§ **TEXTO FORNECIDO**
————
Quem acompanha minha coluna sabe da minha paixão por números, lógica e bom senso. Talvez a palavra certa não seja paixão e sim obsessão. Os mais exagerados chegariam a falar em TOC (transtorno obsessivo-compulsivo), mas, vá lá, podem dizer isso que não me ofendo. Sempre tratei as estatísticas com muito respeito, mas com um certo distanciamento crítico quanto à coleta de dados e especialmente suas conclusões.
Isto dito, vamos à bronca da semana contra o jornalismo e as estatísticas. Sei que Jornalismo é matéria de Humanas. Eu mesma achava que tinha dificuldades com números e por isso tomei uma atitude radical, como boa pessoa persistente que sou. Cabeça-dura para alguns, porém não néscia (para mim, pelo menos, hehehe). Meus leitores mais antigos lembrarão que já mencionei que não posso lutar contra a genética e os meus antepassados vascos, galegos e italianos – além de eu mesma ser argentina e taurina. Ou seja, mistura perfeita para alguém mais persistente do que cachorro do interior correndo atrás de carro.
————
§ **ENTRADAS DE DADOS**
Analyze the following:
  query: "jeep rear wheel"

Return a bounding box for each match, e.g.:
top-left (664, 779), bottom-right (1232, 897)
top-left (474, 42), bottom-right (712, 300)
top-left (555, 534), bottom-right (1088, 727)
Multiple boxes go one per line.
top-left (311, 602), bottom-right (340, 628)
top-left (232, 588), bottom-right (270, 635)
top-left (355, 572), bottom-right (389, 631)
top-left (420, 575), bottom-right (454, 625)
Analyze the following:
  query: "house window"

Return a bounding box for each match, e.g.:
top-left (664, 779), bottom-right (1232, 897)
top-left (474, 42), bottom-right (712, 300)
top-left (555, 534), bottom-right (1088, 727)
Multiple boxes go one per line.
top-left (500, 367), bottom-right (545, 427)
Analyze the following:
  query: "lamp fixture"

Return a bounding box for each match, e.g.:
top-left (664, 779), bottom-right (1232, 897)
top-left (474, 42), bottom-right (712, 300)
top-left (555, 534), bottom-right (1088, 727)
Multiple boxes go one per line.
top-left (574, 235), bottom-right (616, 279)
————
§ **O QUE FAZER**
1. Reescreva o trecho da coluna sobre estatísticas que começa em "Isto dito, vamos" e segue até "atrás de carro.", trocando "cachorro" por "cão".
2. Prossiga a coluna sobre estatísticas a partir do ponto em que ela termina.

§ **RESPOSTAS POR TAREFA**
1.
Isto dito, vamos à bronca da semana contra o jornalismo e as estatísticas. Sei que Jornalismo é matéria de Humanas. Eu mesma achava que tinha dificuldades com números e por isso tomei uma atitude radical, como boa pessoa persistente que sou. Cabeça-dura para alguns, porém não néscia (para mim, pelo menos, hehehe). Meus leitores mais antigos lembrarão que já mencionei que não posso lutar contra a genética e os meus antepassados vascos, galegos e italianos – além de eu mesma ser argentina e taurina. Ou seja, mistura perfeita para alguém mais persistente do que cão do interior correndo atrás de carro.

2.
Como sou teimosa e gosto de desafios, mesmo tendo decidido aos seis anos de idade pelo Jornalismo (portanto, Ciências Humanas) quando cheguei ao então segundo grau, resolvi me autodesafiar e optei por seguir no curso de Exatas no então Colegial. Era meu primeiro ano de Brasil e para meu orgulho passei direto, e com ótimas notas, em Português e em todas as matérias, exceto as fatídicas Matemática, Física e Química. Peguei o tal do exame de segunda-época. Mas consegui ser aprovada em dezembro. Nem “março” nem “depê”. Ou seja, não era tão ruim assim. E sem ajuda de professores, nem de pai nem mãe, ambos químicos.
Para piorar meu autoflagelo, minha mãe dera dado aulas particulares de Física e Química na Argentina durante alguns anos. Felizmente, eles nunca me cobraram fora do que seria razoável e de forma razoável. Lembro que quando eu tirava 9 em Inglês, Educação Física ou mesmo Castelhano, era um “Filha, o que aconteceu?” de preocupação, não de cobrança. Mas quando voltava com um 6 em Física ou Química era motivo de comemoração. Eles sabiam das minhas aptidões e das minhas dificuldades. Ajudou a não me traumatizar e, depois, a apreciar essas matérias.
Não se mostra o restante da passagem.